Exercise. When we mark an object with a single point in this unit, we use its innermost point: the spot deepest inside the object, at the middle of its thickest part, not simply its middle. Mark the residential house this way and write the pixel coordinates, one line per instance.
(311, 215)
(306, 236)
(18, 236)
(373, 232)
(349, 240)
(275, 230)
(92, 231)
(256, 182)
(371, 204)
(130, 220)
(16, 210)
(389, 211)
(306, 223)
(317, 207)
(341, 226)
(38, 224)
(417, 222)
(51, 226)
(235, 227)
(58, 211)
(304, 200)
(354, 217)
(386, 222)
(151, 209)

Exercise requirements
From the first line to the last, return the listing exactly.

Solution for this exercise
Exercise. When we mark an object with a single point in this unit, we use its innermost point: the spot deepest inside the object, at the middle of its thickest part, not simply its middle. Mark the residential house this way and write the pixel coordinates, one line per instance.
(311, 215)
(306, 236)
(18, 236)
(373, 232)
(349, 240)
(275, 230)
(92, 231)
(256, 182)
(371, 204)
(130, 220)
(16, 210)
(389, 211)
(306, 223)
(317, 207)
(341, 226)
(38, 224)
(417, 222)
(51, 226)
(235, 227)
(58, 211)
(304, 200)
(354, 217)
(386, 222)
(151, 209)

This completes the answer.